Help is here for new parents

‘I love my baby, it’s just really, really hard’.

It’s a typical statement expressed by new parents who walk through the doors of the Agnes Unit at Latrobe Regional Hospital.

“It can be quite insidious,” nurse unit manager Christine Hoyne said of the struggles faced by new mothers.

“Women can feel okay at times and feel really low at other times and a lot of women will present really well for their 15 to 20 minute appointments with their GPs and maternal and child health nurses and then go home and just feel like they’re the only one in the world that is feeling this way.

“Then they come in here and realise there’s other mothers just like them.”

It is named in the same vein as any ward at LRH.

But the Agnes Parent and Infant Unit is not clinical in feeling.

It is a place parents from across Gippsland and their babies of up to 12 months old can stay for extra support, 24 hours a day.

While the service does cater for parents who may be experiencing mild to moderate symptoms of postnatal depression or anxiety, Ms Hoyne said those who used the service did not have to be diagnosed with a mental health issue.

“Perhaps you’re just not enjoying your baby like you thought you would be, or you’re overwhelmed and exhausted,” Ms Hoyne said.

“We’d rather get in early and help people and usually parents will come in for a week, go home on the weekend and come back for a second week. But we’re flexible with that.

“It’s pretty confronting thinking ‘I might go somewhere for a residential stay’ but what we’ve found is, once mums come in, they’re really relaxed and don’t want to go home.

“If it’s a really unsettled baby and the parent’s really sleep deprived, we’ll help look after the baby overnight for the first few nights and let the parent catch up on their sleep.”

For Outtrim mother Melissa Maier, a stay at the Agnes Unit was the support she needed after a traumatic birth.

Thirteen week-old baby Mack was born through an emergency caesarean at Leongatha.

He was not breathing for the first eight minutes of his life.

“It was full on,” she said.

“It’s taken me until three weeks ago that I can talk about it without crying.”

Melissa saw her son for 40 minutes after birth before Mack was taken to Monash Clayton and placed in intensive care.

Mother and baby were not reunited until four days later.

“I just wasn’t getting better just with the caesarean and I was just in a lot of pain and then I had a blocked pore in my nipple, so I was having really bad pain breastfeeding, but I didn’t want to give up and I felt like I just needed to get better,” Melissa said.

A trauma counsellor working with Melissa suggested she access the Agnes Unit and six weeks after the birth, she and Mack went along.

“At the start I was like ‘do I go?’, ‘what’s this all about?’, because you know, you think you have to be bad to go somewhere like this… but it’s just for the everyday woman who’s had a baby and just isn’t coping,” Melissa said.

> [Information]:
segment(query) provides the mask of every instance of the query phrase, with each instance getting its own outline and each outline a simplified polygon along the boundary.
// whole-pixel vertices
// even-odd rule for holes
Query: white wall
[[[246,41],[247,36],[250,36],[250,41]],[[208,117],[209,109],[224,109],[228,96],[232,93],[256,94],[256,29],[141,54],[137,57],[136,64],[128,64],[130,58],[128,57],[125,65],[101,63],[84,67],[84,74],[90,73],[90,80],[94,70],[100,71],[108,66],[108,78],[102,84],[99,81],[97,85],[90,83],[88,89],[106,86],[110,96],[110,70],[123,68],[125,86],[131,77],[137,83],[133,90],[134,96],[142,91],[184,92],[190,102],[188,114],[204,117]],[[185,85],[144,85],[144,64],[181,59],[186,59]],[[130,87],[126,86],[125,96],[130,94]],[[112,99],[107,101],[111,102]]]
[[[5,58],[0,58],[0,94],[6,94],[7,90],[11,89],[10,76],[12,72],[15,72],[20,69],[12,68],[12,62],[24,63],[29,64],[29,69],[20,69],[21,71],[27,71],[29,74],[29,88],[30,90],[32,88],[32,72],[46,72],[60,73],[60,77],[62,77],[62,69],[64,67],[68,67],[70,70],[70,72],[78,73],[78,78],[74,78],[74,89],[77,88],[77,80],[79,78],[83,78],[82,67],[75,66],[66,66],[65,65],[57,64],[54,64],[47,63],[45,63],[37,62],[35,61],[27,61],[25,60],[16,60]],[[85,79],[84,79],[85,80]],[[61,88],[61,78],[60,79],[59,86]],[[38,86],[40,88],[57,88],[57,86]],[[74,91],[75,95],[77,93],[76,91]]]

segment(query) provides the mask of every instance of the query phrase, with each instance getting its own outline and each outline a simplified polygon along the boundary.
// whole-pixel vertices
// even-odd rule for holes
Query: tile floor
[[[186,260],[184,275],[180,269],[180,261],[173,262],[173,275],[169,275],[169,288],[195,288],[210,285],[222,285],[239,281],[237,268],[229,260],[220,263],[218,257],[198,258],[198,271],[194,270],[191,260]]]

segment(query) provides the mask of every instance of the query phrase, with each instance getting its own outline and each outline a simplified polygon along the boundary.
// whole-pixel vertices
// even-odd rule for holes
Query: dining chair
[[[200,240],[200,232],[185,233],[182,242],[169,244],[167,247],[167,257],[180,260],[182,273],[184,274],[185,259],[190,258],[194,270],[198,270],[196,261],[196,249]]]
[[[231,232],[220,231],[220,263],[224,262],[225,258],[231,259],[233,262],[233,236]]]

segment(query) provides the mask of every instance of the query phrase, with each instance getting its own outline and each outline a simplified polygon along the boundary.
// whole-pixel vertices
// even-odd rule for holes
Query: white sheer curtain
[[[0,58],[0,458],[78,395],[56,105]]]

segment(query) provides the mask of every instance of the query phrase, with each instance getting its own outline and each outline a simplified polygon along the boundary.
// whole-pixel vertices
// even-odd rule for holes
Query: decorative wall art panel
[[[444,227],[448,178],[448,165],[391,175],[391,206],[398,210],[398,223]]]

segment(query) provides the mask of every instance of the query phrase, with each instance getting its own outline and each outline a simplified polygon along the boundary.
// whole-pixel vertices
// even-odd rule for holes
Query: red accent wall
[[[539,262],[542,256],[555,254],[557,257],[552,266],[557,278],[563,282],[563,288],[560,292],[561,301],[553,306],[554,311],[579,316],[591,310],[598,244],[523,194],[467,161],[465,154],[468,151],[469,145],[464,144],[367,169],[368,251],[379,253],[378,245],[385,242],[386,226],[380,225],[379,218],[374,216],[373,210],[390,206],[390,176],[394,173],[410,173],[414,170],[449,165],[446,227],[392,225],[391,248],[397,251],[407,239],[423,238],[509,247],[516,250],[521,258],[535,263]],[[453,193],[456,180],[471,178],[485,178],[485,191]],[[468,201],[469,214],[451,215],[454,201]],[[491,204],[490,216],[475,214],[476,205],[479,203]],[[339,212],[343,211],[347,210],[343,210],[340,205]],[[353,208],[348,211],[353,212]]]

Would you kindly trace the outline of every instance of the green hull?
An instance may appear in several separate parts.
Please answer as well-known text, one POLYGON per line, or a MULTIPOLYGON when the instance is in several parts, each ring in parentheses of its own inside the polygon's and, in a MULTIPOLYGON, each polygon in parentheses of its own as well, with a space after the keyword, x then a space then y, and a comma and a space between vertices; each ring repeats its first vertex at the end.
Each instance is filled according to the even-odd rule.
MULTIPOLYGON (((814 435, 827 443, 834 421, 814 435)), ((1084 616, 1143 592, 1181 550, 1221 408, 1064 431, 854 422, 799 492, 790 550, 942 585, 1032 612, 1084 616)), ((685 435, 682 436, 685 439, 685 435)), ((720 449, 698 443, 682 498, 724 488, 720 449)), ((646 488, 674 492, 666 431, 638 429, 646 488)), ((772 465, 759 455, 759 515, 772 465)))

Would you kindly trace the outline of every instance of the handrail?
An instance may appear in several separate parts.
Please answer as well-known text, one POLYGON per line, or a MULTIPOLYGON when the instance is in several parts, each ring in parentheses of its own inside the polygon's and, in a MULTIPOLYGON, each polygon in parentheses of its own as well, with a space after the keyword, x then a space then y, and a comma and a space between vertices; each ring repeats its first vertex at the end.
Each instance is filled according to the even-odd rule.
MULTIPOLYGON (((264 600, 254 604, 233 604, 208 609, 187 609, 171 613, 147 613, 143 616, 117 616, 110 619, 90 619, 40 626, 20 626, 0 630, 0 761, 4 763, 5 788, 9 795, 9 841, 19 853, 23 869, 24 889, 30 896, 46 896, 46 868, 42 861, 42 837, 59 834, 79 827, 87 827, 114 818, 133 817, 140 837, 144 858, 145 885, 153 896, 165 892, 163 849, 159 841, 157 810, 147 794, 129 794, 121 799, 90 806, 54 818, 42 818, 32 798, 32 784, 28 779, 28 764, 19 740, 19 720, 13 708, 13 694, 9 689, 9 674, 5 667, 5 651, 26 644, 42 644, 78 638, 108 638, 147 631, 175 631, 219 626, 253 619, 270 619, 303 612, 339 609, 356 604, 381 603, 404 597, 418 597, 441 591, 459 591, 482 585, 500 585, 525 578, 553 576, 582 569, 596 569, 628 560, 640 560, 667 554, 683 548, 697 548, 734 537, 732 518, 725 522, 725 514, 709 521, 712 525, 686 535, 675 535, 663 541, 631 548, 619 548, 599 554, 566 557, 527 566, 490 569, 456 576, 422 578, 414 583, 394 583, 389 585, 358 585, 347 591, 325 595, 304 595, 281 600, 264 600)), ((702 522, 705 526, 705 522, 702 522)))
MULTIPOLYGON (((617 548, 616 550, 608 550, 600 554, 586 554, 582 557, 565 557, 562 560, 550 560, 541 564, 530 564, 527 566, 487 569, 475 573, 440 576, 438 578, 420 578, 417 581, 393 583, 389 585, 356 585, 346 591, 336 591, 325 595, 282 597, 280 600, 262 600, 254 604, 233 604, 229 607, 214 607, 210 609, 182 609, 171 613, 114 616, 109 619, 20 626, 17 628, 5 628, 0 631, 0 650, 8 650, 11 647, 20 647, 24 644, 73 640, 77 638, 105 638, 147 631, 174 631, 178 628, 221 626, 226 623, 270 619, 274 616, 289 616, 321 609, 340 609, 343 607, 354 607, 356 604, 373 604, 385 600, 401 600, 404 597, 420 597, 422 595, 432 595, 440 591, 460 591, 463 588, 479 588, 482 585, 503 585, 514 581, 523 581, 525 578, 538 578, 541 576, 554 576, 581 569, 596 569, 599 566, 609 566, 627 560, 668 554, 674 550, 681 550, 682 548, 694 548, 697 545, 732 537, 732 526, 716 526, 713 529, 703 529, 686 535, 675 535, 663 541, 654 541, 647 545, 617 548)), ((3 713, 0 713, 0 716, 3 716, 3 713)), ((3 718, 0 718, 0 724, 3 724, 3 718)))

> [Task to complete]:
Set down the portion of the article on the Agnes Parent and Infant Unit that runs between "Help is here" and "by new mothers.", inclusive, with its wording unchanged.

> [Answer area]:
Help is here for new parents

‘I love my baby, it’s just really, really hard’.

It’s a typical statement expressed by new parents who walk through the doors of the Agnes Unit at Latrobe Regional Hospital.

“It can be quite insidious,” nurse unit manager Christine Hoyne said of the struggles faced by new mothers.